■ **What you will do**: Set every record down verbatim and omit the pictures.

■ **Data to examine**:
◇ ◇ ◇ ◇ ◇ ◇ ◇

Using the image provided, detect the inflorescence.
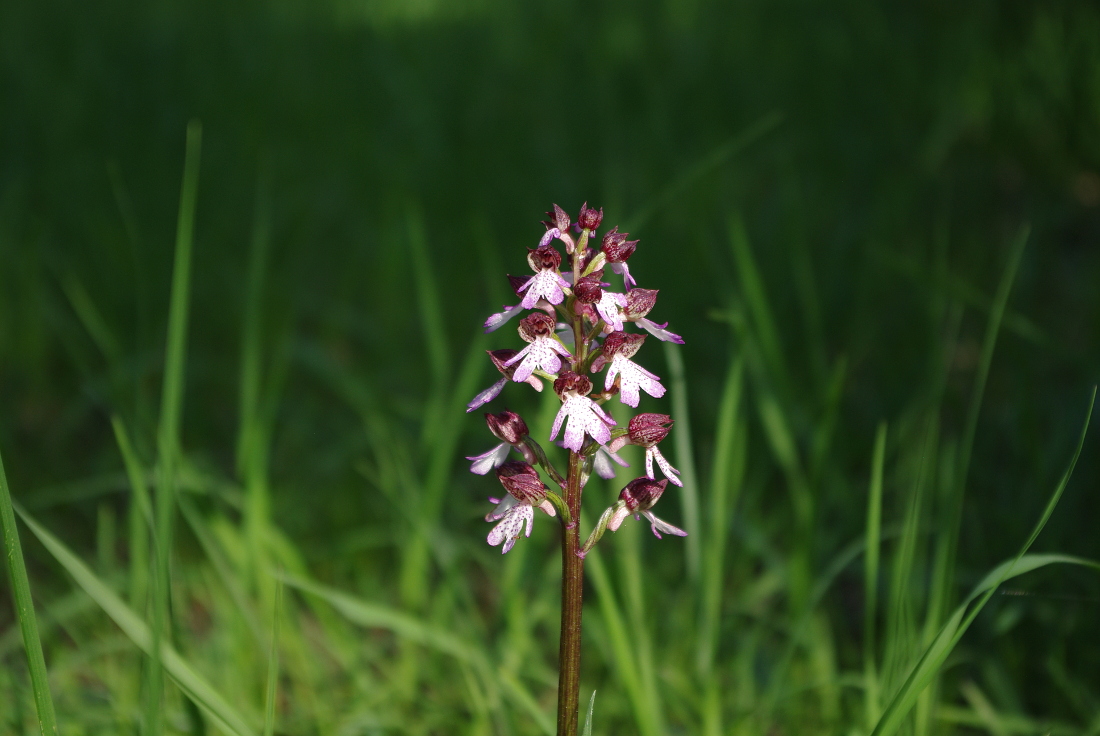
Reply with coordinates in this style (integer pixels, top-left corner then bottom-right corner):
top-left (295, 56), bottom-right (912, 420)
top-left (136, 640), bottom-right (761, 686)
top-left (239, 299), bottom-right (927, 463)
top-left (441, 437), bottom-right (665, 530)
top-left (466, 203), bottom-right (687, 556)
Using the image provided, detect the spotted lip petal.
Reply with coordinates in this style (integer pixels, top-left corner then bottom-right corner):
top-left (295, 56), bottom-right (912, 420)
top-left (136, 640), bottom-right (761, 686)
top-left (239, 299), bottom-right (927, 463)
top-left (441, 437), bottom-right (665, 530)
top-left (487, 503), bottom-right (534, 554)
top-left (645, 445), bottom-right (683, 487)
top-left (504, 338), bottom-right (570, 383)
top-left (518, 270), bottom-right (571, 309)
top-left (606, 355), bottom-right (666, 408)
top-left (551, 395), bottom-right (616, 452)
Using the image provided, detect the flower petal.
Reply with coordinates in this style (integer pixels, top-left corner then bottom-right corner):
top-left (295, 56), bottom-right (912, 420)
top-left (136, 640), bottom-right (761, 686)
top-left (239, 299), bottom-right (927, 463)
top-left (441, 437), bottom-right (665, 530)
top-left (651, 446), bottom-right (683, 487)
top-left (487, 504), bottom-right (534, 554)
top-left (484, 304), bottom-right (526, 333)
top-left (466, 443), bottom-right (511, 475)
top-left (638, 318), bottom-right (684, 344)
top-left (466, 377), bottom-right (508, 412)
top-left (641, 510), bottom-right (687, 539)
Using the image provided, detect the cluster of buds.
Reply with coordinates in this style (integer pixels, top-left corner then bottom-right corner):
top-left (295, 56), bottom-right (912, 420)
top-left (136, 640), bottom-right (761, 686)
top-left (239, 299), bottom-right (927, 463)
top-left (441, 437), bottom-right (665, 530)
top-left (466, 203), bottom-right (687, 555)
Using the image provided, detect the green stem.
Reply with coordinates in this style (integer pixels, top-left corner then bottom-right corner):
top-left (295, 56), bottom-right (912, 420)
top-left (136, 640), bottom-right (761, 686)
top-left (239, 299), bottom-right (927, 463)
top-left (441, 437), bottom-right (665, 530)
top-left (556, 450), bottom-right (585, 736)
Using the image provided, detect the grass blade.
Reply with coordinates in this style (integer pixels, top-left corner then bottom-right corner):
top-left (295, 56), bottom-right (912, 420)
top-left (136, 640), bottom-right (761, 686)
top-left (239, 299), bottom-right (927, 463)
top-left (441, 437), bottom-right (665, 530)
top-left (262, 579), bottom-right (282, 736)
top-left (0, 447), bottom-right (59, 735)
top-left (149, 119), bottom-right (202, 736)
top-left (581, 690), bottom-right (597, 736)
top-left (864, 422), bottom-right (887, 729)
top-left (15, 504), bottom-right (257, 736)
top-left (872, 387), bottom-right (1095, 736)
top-left (663, 340), bottom-right (701, 581)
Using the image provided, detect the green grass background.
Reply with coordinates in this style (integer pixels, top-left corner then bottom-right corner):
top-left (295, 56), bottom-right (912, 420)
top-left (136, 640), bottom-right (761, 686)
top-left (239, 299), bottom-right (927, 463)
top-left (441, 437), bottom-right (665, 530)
top-left (2, 0), bottom-right (1100, 733)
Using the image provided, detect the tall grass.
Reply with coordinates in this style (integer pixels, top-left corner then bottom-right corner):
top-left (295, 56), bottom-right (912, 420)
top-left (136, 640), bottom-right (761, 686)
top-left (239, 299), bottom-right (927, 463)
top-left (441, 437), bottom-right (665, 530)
top-left (3, 3), bottom-right (1100, 727)
top-left (4, 154), bottom-right (1099, 736)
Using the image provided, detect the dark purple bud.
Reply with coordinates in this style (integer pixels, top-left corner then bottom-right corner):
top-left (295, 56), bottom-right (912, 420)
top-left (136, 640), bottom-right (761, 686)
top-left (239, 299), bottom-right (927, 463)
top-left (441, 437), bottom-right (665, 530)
top-left (601, 331), bottom-right (646, 360)
top-left (518, 313), bottom-right (556, 342)
top-left (628, 413), bottom-right (673, 447)
top-left (485, 410), bottom-right (529, 445)
top-left (624, 288), bottom-right (658, 320)
top-left (619, 477), bottom-right (669, 511)
top-left (577, 202), bottom-right (604, 231)
top-left (601, 227), bottom-right (638, 263)
top-left (527, 245), bottom-right (562, 273)
top-left (553, 371), bottom-right (593, 399)
top-left (574, 270), bottom-right (605, 304)
top-left (541, 204), bottom-right (571, 233)
top-left (496, 461), bottom-right (548, 504)
top-left (507, 274), bottom-right (531, 296)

◇ ◇ ◇ ◇ ◇ ◇ ◇

■ **The answer**:
Using the image provided, detect the inflorescence.
Reply with coordinates in this style (integer pixels, top-left corner then bottom-right corner):
top-left (295, 56), bottom-right (912, 420)
top-left (136, 640), bottom-right (761, 686)
top-left (239, 299), bottom-right (927, 463)
top-left (441, 437), bottom-right (665, 530)
top-left (466, 203), bottom-right (687, 556)
Using the image provided, detect the spotted lip petal.
Reply with coordinates in this style (integer pixels, top-left corner then bottom-right corner):
top-left (295, 56), bottom-right (912, 420)
top-left (136, 640), bottom-right (761, 686)
top-left (239, 299), bottom-right (927, 463)
top-left (441, 437), bottom-right (665, 530)
top-left (487, 503), bottom-right (534, 554)
top-left (645, 445), bottom-right (683, 487)
top-left (504, 338), bottom-right (570, 383)
top-left (518, 270), bottom-right (571, 309)
top-left (606, 355), bottom-right (666, 408)
top-left (551, 395), bottom-right (616, 452)
Using the image provided, detect the flower petal.
Reply with coordinates in this style (integer pixels, top-left corner then bottom-right corner):
top-left (295, 56), bottom-right (912, 420)
top-left (136, 640), bottom-right (761, 686)
top-left (239, 299), bottom-right (927, 463)
top-left (441, 437), bottom-right (665, 530)
top-left (651, 446), bottom-right (683, 487)
top-left (487, 504), bottom-right (534, 554)
top-left (484, 304), bottom-right (526, 333)
top-left (466, 443), bottom-right (511, 475)
top-left (638, 318), bottom-right (684, 344)
top-left (466, 377), bottom-right (508, 412)
top-left (641, 510), bottom-right (687, 539)
Using the image provided, detect the cluster of buds.
Reply with coordinates in this style (integer pixels, top-left corner then bottom-right corner):
top-left (295, 56), bottom-right (912, 420)
top-left (136, 640), bottom-right (761, 686)
top-left (239, 299), bottom-right (927, 463)
top-left (441, 437), bottom-right (665, 530)
top-left (466, 203), bottom-right (687, 555)
Using the image provided, detect the green stem.
Reply with coordinates in this style (integer pixels, top-left corner then bottom-right corner):
top-left (295, 56), bottom-right (912, 420)
top-left (136, 640), bottom-right (761, 686)
top-left (239, 299), bottom-right (927, 463)
top-left (441, 437), bottom-right (665, 530)
top-left (556, 450), bottom-right (585, 736)
Using the image provided, detect the grass blade.
Reply with coordinates in this style (integer pixels, top-left corner then bottom-right corner):
top-left (295, 56), bottom-right (912, 420)
top-left (136, 640), bottom-right (761, 686)
top-left (239, 299), bottom-right (927, 463)
top-left (441, 437), bottom-right (665, 530)
top-left (262, 579), bottom-right (282, 736)
top-left (0, 447), bottom-right (59, 735)
top-left (149, 119), bottom-right (202, 736)
top-left (581, 690), bottom-right (597, 736)
top-left (864, 422), bottom-right (887, 729)
top-left (15, 504), bottom-right (257, 736)
top-left (872, 387), bottom-right (1095, 736)
top-left (663, 340), bottom-right (701, 581)
Using the image provided, detect the green grass background.
Reply with coordinates in this style (integer pixels, top-left corner then bottom-right corner):
top-left (295, 56), bottom-right (912, 420)
top-left (136, 640), bottom-right (761, 686)
top-left (239, 299), bottom-right (927, 463)
top-left (441, 437), bottom-right (665, 530)
top-left (2, 0), bottom-right (1100, 733)
Using the image provided, detect the tall grass.
Reply with coordinates in this style (integer pixels, top-left corner then bottom-right corner):
top-left (295, 56), bottom-right (912, 420)
top-left (136, 640), bottom-right (761, 686)
top-left (239, 299), bottom-right (927, 463)
top-left (441, 437), bottom-right (665, 530)
top-left (3, 3), bottom-right (1100, 727)
top-left (4, 154), bottom-right (1099, 736)
Using the image provided, detect the dark purple bud.
Reply with coordinates in this style (integer pixels, top-left corner then bottom-right corner):
top-left (295, 56), bottom-right (912, 420)
top-left (136, 640), bottom-right (761, 686)
top-left (239, 299), bottom-right (927, 463)
top-left (441, 437), bottom-right (665, 530)
top-left (601, 331), bottom-right (646, 360)
top-left (518, 313), bottom-right (556, 342)
top-left (628, 413), bottom-right (673, 447)
top-left (485, 410), bottom-right (529, 445)
top-left (624, 288), bottom-right (658, 320)
top-left (619, 477), bottom-right (669, 511)
top-left (577, 202), bottom-right (604, 231)
top-left (601, 227), bottom-right (638, 263)
top-left (527, 245), bottom-right (562, 273)
top-left (553, 371), bottom-right (593, 399)
top-left (574, 270), bottom-right (605, 304)
top-left (541, 204), bottom-right (571, 233)
top-left (496, 461), bottom-right (548, 504)
top-left (507, 274), bottom-right (531, 296)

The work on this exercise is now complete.